Exercise aim
How many lines of the entries below contain the word "plastic"? Give only the number.

Stored items:
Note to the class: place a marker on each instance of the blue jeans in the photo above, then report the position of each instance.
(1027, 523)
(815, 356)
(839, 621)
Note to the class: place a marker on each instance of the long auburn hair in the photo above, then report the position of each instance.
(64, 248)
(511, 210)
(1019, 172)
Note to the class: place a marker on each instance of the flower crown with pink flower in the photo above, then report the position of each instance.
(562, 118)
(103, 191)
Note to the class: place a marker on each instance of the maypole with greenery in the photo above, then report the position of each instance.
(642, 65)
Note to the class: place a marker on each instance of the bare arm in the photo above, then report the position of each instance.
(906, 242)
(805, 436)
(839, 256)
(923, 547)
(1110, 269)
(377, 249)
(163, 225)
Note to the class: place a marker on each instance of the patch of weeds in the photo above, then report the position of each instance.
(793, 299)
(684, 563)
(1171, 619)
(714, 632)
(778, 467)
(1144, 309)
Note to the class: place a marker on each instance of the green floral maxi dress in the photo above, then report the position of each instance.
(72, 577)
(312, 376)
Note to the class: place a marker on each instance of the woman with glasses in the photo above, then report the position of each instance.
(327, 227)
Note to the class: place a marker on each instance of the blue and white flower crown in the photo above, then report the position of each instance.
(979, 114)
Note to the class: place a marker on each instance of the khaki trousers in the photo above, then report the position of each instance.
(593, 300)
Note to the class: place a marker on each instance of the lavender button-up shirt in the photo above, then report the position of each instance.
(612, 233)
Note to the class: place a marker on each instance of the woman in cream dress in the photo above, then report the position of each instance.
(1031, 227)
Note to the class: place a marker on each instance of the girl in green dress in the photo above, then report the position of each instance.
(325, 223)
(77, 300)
---
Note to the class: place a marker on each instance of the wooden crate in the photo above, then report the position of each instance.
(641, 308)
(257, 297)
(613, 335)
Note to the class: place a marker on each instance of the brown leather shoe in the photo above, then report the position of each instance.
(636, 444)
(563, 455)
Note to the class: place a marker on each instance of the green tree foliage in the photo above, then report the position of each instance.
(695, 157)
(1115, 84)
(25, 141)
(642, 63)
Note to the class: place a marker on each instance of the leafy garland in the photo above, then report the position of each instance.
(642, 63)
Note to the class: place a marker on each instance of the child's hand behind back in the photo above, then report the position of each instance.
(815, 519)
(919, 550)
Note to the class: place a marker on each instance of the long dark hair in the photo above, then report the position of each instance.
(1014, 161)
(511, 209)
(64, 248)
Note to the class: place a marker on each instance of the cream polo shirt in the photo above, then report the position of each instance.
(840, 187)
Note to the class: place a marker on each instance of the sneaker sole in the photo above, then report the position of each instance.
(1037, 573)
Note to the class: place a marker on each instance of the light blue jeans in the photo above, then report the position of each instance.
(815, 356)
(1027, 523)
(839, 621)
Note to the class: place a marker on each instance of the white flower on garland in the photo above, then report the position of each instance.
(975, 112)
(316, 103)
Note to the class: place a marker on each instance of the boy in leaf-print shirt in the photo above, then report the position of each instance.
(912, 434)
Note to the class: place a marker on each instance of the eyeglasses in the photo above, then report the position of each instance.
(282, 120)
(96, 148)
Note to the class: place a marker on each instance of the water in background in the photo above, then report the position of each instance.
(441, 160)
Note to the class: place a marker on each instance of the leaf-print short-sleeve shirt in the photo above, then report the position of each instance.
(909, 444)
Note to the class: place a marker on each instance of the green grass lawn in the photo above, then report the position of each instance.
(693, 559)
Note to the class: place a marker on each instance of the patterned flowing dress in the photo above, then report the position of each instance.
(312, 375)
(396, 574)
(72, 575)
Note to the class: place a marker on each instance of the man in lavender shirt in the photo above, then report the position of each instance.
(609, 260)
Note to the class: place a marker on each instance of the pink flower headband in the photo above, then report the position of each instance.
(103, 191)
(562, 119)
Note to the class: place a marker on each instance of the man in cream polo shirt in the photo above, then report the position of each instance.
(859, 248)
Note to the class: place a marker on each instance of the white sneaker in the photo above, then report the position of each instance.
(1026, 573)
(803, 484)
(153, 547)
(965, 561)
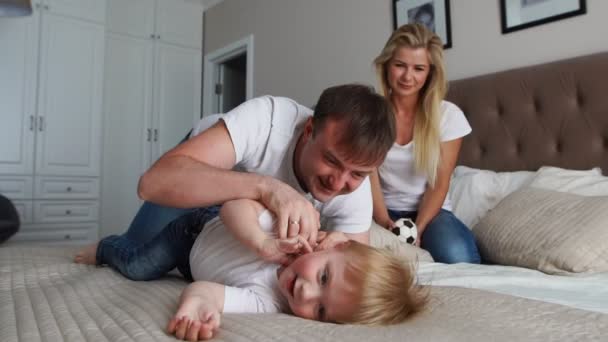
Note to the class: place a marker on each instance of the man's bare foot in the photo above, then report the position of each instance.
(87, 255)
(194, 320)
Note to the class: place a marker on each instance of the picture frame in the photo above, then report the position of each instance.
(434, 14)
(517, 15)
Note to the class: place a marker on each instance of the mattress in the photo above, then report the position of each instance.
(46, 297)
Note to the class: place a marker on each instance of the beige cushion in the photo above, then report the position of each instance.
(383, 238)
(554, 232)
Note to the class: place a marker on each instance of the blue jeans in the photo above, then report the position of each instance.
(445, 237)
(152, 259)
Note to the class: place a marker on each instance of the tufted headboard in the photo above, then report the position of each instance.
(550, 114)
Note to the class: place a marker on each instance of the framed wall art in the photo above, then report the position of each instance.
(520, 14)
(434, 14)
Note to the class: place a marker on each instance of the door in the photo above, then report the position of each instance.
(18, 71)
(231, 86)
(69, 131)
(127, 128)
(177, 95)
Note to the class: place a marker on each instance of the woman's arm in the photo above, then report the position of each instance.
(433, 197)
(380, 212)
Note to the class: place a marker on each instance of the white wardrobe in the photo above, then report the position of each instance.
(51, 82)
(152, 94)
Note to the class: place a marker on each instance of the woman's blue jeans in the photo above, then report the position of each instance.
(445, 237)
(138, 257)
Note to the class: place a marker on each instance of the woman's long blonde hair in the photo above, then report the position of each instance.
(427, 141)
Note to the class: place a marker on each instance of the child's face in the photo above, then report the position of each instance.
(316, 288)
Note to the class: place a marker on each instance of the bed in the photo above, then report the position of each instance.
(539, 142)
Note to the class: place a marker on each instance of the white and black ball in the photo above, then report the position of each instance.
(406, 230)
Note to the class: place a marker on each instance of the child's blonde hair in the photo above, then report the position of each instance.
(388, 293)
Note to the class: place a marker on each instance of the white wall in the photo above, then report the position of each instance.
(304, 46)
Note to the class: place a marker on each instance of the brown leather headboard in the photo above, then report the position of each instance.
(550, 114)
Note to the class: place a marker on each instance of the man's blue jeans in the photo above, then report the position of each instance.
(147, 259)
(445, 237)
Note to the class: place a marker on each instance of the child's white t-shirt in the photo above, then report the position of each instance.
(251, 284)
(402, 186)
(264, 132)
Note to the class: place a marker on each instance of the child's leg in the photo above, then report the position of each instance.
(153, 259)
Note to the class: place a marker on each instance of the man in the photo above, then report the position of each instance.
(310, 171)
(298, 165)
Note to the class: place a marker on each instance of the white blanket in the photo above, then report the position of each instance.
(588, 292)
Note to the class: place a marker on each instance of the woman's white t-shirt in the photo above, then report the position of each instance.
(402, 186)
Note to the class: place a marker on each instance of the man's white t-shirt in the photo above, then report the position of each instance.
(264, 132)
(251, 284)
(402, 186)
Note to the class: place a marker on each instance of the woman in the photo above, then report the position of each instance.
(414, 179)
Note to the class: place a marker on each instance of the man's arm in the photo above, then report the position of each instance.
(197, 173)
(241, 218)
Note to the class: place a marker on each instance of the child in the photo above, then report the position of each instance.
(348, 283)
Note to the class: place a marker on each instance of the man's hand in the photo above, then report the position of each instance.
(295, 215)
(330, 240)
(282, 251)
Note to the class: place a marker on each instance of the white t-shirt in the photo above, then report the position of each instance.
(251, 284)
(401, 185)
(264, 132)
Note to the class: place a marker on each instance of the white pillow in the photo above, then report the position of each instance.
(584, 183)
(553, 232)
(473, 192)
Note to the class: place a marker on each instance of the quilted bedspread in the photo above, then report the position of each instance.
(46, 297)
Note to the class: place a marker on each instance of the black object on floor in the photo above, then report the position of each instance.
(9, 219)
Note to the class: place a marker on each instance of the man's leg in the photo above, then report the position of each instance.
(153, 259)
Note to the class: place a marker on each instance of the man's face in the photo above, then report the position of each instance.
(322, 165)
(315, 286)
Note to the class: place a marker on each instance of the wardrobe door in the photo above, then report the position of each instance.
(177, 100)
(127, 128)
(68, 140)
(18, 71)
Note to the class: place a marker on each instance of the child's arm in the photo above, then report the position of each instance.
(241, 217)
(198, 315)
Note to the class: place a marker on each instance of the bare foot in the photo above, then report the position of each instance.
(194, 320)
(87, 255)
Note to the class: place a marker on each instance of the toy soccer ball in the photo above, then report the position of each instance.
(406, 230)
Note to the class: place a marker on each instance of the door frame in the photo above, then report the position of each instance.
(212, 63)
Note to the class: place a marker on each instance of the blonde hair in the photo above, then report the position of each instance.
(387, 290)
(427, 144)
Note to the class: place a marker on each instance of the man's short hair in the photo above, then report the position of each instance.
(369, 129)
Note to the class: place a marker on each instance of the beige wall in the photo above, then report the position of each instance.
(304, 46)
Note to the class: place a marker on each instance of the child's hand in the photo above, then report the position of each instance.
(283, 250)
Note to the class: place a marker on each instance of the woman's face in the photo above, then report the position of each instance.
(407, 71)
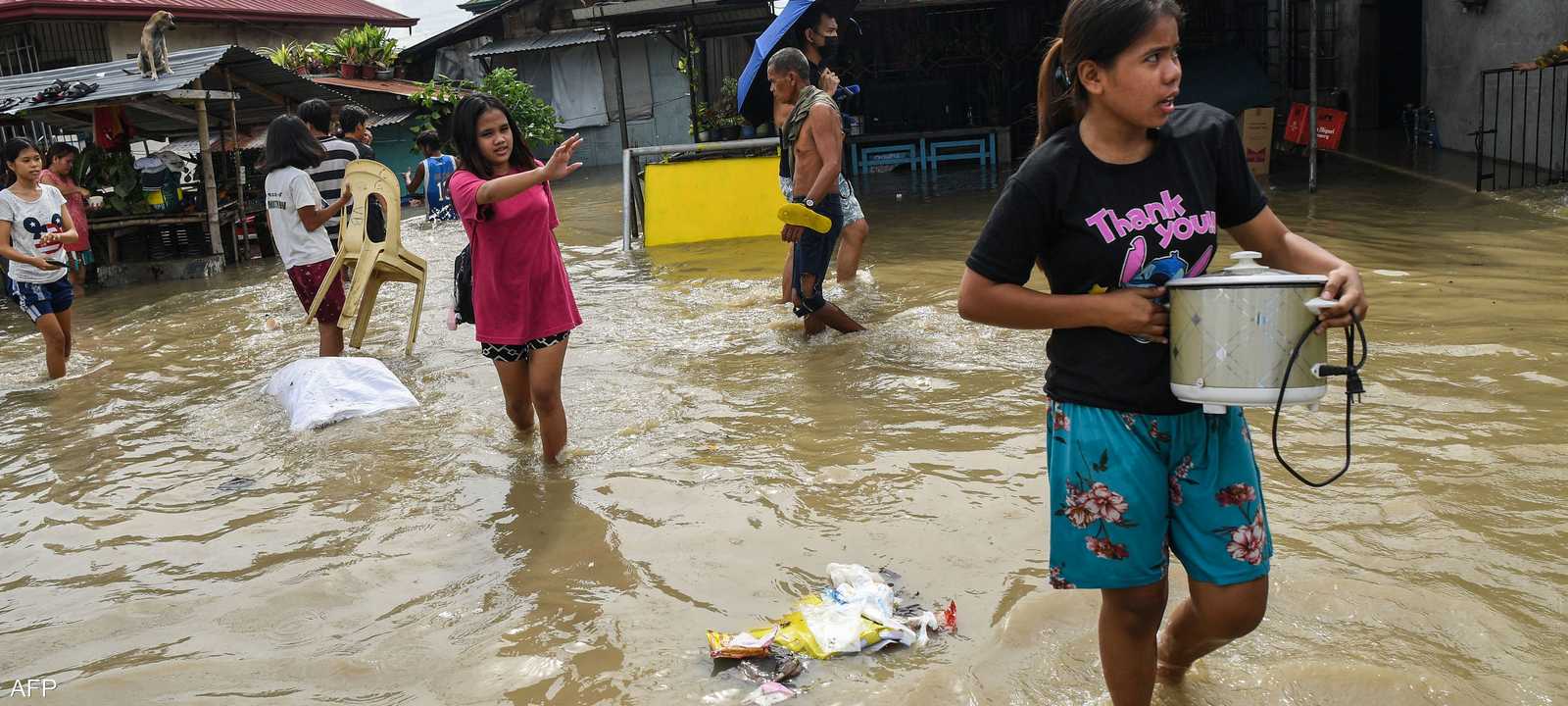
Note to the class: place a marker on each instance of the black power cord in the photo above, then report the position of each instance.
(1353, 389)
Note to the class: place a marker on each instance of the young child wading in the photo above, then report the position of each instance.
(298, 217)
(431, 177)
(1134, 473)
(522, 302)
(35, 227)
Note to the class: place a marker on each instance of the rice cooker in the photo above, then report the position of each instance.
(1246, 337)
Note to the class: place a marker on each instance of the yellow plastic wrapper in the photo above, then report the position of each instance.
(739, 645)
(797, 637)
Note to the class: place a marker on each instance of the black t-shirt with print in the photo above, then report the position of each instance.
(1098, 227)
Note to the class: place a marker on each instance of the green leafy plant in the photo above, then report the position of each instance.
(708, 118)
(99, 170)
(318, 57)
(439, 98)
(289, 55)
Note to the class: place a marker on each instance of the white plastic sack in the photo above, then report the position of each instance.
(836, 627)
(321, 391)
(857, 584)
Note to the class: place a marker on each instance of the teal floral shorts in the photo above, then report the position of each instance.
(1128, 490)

Result below
2